_INSTRUCTIONS FOR THE TASK:_ Each record below should be output verbatim, without pictures.

(Location annotation dataset excerpts)
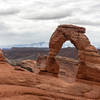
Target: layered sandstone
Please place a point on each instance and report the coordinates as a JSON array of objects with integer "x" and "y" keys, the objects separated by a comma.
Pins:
[
  {"x": 89, "y": 59},
  {"x": 2, "y": 58}
]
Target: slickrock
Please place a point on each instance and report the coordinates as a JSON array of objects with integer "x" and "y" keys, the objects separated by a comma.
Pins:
[
  {"x": 89, "y": 58},
  {"x": 2, "y": 58},
  {"x": 24, "y": 85}
]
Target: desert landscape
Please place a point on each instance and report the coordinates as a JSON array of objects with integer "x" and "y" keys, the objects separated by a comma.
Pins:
[{"x": 71, "y": 75}]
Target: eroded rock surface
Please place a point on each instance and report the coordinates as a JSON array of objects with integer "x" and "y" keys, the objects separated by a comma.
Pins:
[
  {"x": 24, "y": 85},
  {"x": 89, "y": 59},
  {"x": 2, "y": 58}
]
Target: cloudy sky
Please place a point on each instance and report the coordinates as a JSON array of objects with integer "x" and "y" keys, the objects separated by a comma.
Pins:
[{"x": 29, "y": 21}]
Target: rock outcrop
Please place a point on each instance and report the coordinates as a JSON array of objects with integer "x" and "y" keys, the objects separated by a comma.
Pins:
[
  {"x": 2, "y": 58},
  {"x": 89, "y": 59},
  {"x": 24, "y": 85}
]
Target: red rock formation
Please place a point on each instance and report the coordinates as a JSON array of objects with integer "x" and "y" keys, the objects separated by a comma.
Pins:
[
  {"x": 2, "y": 58},
  {"x": 24, "y": 85},
  {"x": 89, "y": 59}
]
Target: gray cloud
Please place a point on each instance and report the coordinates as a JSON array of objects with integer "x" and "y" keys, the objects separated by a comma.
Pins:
[{"x": 9, "y": 11}]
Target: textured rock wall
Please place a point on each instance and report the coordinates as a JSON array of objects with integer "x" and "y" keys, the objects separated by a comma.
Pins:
[
  {"x": 2, "y": 58},
  {"x": 89, "y": 59}
]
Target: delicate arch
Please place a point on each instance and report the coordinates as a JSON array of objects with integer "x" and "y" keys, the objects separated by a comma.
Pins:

_RESULT OF THE TASK:_
Target: layered sandstone
Please place a point on each instance and report the coordinates as a JSON array of objects with integer "x" and "y" keys, the objects separated by a comma.
Pins:
[
  {"x": 89, "y": 59},
  {"x": 2, "y": 58}
]
Target: slickrock
Please place a point on each instance and report the coordinates as a JSON array of objects with integer "x" and "y" keys, the objects separated by a comma.
Pins:
[
  {"x": 89, "y": 58},
  {"x": 2, "y": 58},
  {"x": 24, "y": 85}
]
Target: desert landscape
Please place a point on each instance and report the coordinates as a JSON array of objects with integer "x" and "y" keys, the objects separated by a comma.
Pins:
[{"x": 71, "y": 75}]
Target: eroded rock surface
Please place a point on each instance and report the coordinates as a JSON array of objects with integer "x" and "y" keys, the objects separated by a comma.
Pins:
[
  {"x": 24, "y": 85},
  {"x": 89, "y": 59},
  {"x": 2, "y": 58}
]
Target: cloudy sky
Please place a point on each instance and report the coordinates as a JSON array of objects with integer "x" and "y" keys, the objects separated by a comma.
Pins:
[{"x": 29, "y": 21}]
Target: rock outcrop
Please place a point on each instance and report the coordinates as a JSON array of objects with integer "x" and "y" keys, the objects separated by a comma.
Pins:
[
  {"x": 2, "y": 58},
  {"x": 89, "y": 59},
  {"x": 24, "y": 85}
]
Target: red rock formation
Please place a point on each instance and report the coordinates as a JSON array of objects with integer "x" and "y" keys, the objects separated by a comma.
Pins:
[
  {"x": 2, "y": 58},
  {"x": 24, "y": 85},
  {"x": 89, "y": 59}
]
Target: gray cloud
Please place a point on each instance and report the coordinates as a JSON array of objects with integer "x" and "y" keys, the objects separated by a comma.
Pins:
[{"x": 9, "y": 11}]
Target: textured rock wall
Please place a point on each instance and report the coordinates as a JSON array of objects with integer "x" and "y" keys, the objects separated by a comma.
Pins:
[
  {"x": 2, "y": 58},
  {"x": 89, "y": 59}
]
Target: delicate arch
Please place a point on each instance and report the coordinates as a JSON array of objects with integer "x" and "y" keys, the objects separated by a comma.
Pins:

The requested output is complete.